EXERCISE: Print the listing below word for word, leaving out the pictures.

DATA LINES:
—————
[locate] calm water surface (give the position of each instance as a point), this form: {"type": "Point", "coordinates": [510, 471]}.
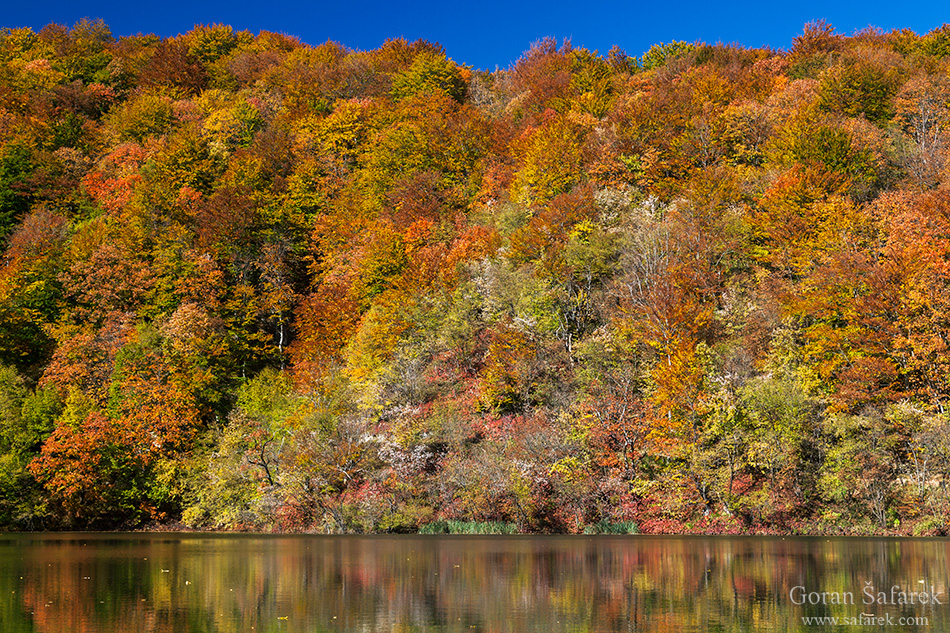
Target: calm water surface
{"type": "Point", "coordinates": [179, 583]}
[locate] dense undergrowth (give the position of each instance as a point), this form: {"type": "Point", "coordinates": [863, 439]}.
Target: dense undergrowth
{"type": "Point", "coordinates": [249, 283]}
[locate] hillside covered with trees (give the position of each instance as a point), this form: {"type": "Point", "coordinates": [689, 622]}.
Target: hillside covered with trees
—————
OUTPUT OF THE EXERCISE:
[locate] calm water surface (give the position of each instance as a point), this form: {"type": "Point", "coordinates": [510, 471]}.
Target: calm water surface
{"type": "Point", "coordinates": [179, 583]}
[locate] dense undergrowth (give the position of each instance as a point), this form: {"type": "Point", "coordinates": [863, 439]}.
Target: dense undergrowth
{"type": "Point", "coordinates": [249, 283]}
[locate] hillside covered with trees (give the position of each instance as a point), this form: {"type": "Point", "coordinates": [689, 622]}.
Target: hillside covered with trees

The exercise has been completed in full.